▶ **Trecho da fonte**:

++++++

Acontece que a gigante chinesa não foi a única empresa a colocar uma proposta pela Avibras, e talvez a fala no singular do ministro José Múcio tenha ajudado a criar essa compreensão incompleta da situação.
Adicione-se a iminente visita do comandante do Exército Brasileiro a China e suas declarações sobre quais os interesses da instituição com relação ao País asiático e indústria de defesa, e essa "certeza" fica ainda mais "evidente".
O destino da Avibras pode ficar entre China e Golfo Pérsico. Firma: Avibras
A repercussão internacional sobre os motivos do interesse australiano na compra da Avibras já seriam um bom motivo para uma resposta chinesa, e uma proposta de compra ou sociedade que manteria controle brasileiro na companhia seria um arranjo considerado aceitável pelo Governo brasileiro, já que este não estaria interessado em intervir na empresa e assumir o seu controle, pelo menos até o momento.
De fato, existem pelo menos duas propostas, a chinesa, citada pelo ministro brasileiro, e outra de um grupo empresarial do Oriente Médio, que ainda é sigilosa e não se conhecem os detalhes.
E ao longo da semana não será surpresa se surgirem outras propostas de "interessados" em adquirir a empresa brasileira.
O Fator China
A proposta chinesa de adquirir 49% da Avibras só funciona se acontecer como uma negociação feita de governo a governo (gov 2 gov), com amplo envolvimento do Estado Brasileiro.
E essa movimentação está sendo construída há alguns meses.
No dia 19 de abril último, ocorreu uma reunião na sede do Banco Nacional de Desenvolvimento Econômico e Social (BNDES), onde o presidente do banco, Aluísio Mercadante, recebeu a Norinco (China North Industries Corporation), com as presenças de Li Wenjie (Vice Presidente NORINCO), Li Jinghong (Diretora Dpt. América e África), Qin Wangguo (Supervisor de Mercado Brasil), Dagoberto Porto (Diretor Norinco Brasil), Walter Haddad (Diretor Norinco Brasil) e Liu Yian (Gerente Comercial Dpt. América e África), além de uma equipe técnica do BNDES.

++++++

▶ **Linhas de dados**:
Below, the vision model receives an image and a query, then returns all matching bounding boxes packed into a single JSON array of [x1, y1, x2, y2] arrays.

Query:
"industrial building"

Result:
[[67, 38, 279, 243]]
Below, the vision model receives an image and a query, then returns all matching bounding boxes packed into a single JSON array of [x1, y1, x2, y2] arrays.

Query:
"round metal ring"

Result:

++++++

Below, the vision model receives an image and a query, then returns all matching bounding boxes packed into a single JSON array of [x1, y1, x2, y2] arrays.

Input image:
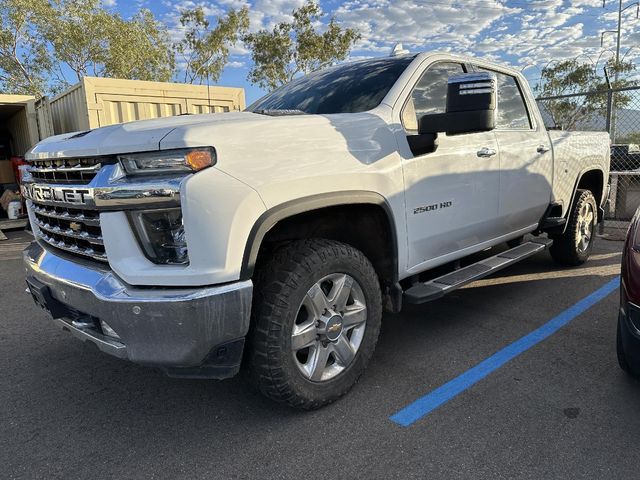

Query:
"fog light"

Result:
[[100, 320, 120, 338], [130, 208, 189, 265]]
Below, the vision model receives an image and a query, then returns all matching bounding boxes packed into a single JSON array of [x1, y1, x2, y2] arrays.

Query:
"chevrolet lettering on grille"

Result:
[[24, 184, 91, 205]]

++++++

▶ **Questões e tarefas**:
1. No texto sobre a Avibras, quem da Norinco esteve na reunião de 19 de abril no BNDES? Escreva o nome de cada pessoa.
2. Copie do texto sobre a Avibras tudo o que vai de "O Fator China" até "do Estado Brasileiro.".

▶ **Gabarito**:
1.
Li Wenjie
Li Jinghong
Qin Wangguo
Dagoberto Porto
Walter Haddad
Liu Yian

2.
O Fator China
A proposta chinesa de adquirir 49% da Avibras só funciona se acontecer como uma negociação feita de governo a governo (gov 2 gov), com amplo envolvimento do Estado Brasileiro.